そんな最中、面接が進む会社が一つあった。

当初、その会社は他の会社の「サブ」で受けている部分が大きかった。第一志望ではなかった。途中で「選考辞退のメール」を送ろうとしたくらいだ。最終面接でも、たわいの無いやりとりをしたことを覚えている。「何かをオススメしてください」と言われたので、スピッツの歌詞の意味の無さについて熱を込めて語ってみた。面接官のおじさん達にはややウケした。

そして、めでたく、私はその会社から内々定を貰うことが出来た。

いざ内々定を貰い、このまま夏採用枠も視野に就活を続けるか、この会社に決めるかの選択を迫られることになった。繰り返すが、当初は自分の入社へのモチベーションは低かった。しかし逆に言えば、その状態で話すこともさほど練らずに面接をこなし内々定を貰えたのだから、相当会社との親和性が高かったのではないかと考え始めた。また、「自分がやりたいことが出来る会社なのでは?」と思えたことも大きかった。始めは微妙だと思っていた会社が、考えてみると魅力的に思えたのだ。

消極的な理由にもしっかりと触れておこう。私はこれ以上就活を続けるべきではないと思ったのだ。就職留年をして1年後に先延ばしにすることも出来たが、それに耐えられるメンタルを私は持ち合わせていないだろうと感じ始めていた。自分は浪人や留年という「学年を一つ落とすイベント」を経験せずに21歳まで過ごしてしまったこと、就職活動で精神的に大きな壁を感じていること、故にこの状態のまま留年しても徒に時間を過ごしてしまうだろうという予感が、就職活動の継続を選ばせなかった。

課題の指示:
1. 就職活動についての文章で、筆者は最終面接で「何かをオススメしてください」と言われたとき、何について語ったか答えなさい。
2. 就職活動についての文章を、最後の文の後から書き続けなさい。

提供資料:
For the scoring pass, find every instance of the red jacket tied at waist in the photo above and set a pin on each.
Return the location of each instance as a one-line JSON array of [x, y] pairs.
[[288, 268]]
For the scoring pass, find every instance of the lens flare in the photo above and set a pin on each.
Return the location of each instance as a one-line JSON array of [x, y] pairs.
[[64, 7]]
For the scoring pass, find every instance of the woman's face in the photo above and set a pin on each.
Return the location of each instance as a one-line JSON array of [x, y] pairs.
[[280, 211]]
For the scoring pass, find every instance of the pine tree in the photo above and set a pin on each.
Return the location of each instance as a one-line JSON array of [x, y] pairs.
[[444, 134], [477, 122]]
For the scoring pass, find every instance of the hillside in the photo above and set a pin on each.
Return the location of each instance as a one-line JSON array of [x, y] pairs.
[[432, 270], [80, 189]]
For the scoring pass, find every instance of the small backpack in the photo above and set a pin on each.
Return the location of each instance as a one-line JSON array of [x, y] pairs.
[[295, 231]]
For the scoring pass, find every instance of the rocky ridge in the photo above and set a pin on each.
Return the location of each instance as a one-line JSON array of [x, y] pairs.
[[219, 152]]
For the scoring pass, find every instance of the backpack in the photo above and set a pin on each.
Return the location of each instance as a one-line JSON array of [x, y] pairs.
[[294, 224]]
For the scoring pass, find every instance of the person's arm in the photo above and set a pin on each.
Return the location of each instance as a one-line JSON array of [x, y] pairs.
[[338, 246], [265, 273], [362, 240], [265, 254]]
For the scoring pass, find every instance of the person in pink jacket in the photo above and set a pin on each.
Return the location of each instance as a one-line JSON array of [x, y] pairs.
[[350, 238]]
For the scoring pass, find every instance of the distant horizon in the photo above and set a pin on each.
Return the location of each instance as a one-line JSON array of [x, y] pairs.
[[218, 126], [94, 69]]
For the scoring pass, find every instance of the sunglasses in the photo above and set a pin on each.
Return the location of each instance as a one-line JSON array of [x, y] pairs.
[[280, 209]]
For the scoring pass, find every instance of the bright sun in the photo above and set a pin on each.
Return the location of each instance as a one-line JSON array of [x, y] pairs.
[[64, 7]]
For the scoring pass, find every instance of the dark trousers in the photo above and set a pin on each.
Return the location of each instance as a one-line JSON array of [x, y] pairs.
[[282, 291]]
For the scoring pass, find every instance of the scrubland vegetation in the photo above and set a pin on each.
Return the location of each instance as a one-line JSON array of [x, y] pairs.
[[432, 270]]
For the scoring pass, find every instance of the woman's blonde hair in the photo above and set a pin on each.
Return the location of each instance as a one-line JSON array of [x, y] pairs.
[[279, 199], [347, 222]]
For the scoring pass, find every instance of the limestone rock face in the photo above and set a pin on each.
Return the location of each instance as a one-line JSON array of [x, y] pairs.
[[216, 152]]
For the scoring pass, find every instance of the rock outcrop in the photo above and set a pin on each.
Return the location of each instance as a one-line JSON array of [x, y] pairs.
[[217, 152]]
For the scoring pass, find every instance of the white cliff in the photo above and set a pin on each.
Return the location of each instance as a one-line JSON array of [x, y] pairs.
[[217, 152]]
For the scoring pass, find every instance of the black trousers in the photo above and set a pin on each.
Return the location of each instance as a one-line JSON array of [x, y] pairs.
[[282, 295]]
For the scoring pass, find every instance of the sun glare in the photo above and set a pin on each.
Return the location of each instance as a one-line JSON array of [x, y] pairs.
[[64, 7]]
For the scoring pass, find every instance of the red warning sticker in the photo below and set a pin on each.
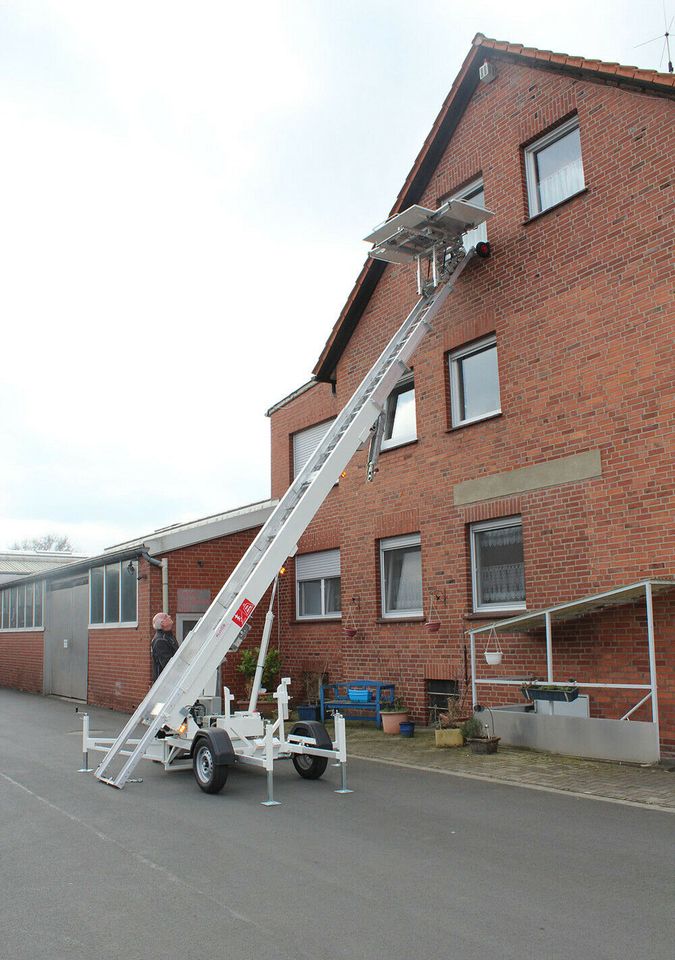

課題別解答:
1. スピッツの歌詞の意味の無さについて、熱を込めて語った。

2.
そうして、私はその会社に内々定の承諾を行った。勿論、不安が無かったわけではなく、むしろ様々に悩んだ末での決断だった。最も大きかった不安は私に言語化して自分の考えをまとめることを促し、自分のnoteの初投稿の題材にもなっている。

かくして、自分は就職活動を終了させた。本当に今考えても、就職活動の過程はズタズタだった。しかし得られた結果は、この酷い過程にしては、自分にとって割と良いものだと思えるのだ。

ただし「変化」もあった。就職活動を経て、僅かながら自分のモノの見方や考え方は変化してしまった。どこか俯瞰的/静観的/厭世的な態度が常に自分の中に存在するようになったのだ。それは誰にも指摘されたことは無い程度の本当に些細な変化なのだが、就活前/後でハッキリと分かれていることが自分には分かる。私は就職活動と向き合うことで、気付かないうちに「『何かに理由も無く打ち込める青年期』の終わり」のを経験してしまったのかもしれない。とにもかくにも、私(の自意識)は生まれ変わってしまった。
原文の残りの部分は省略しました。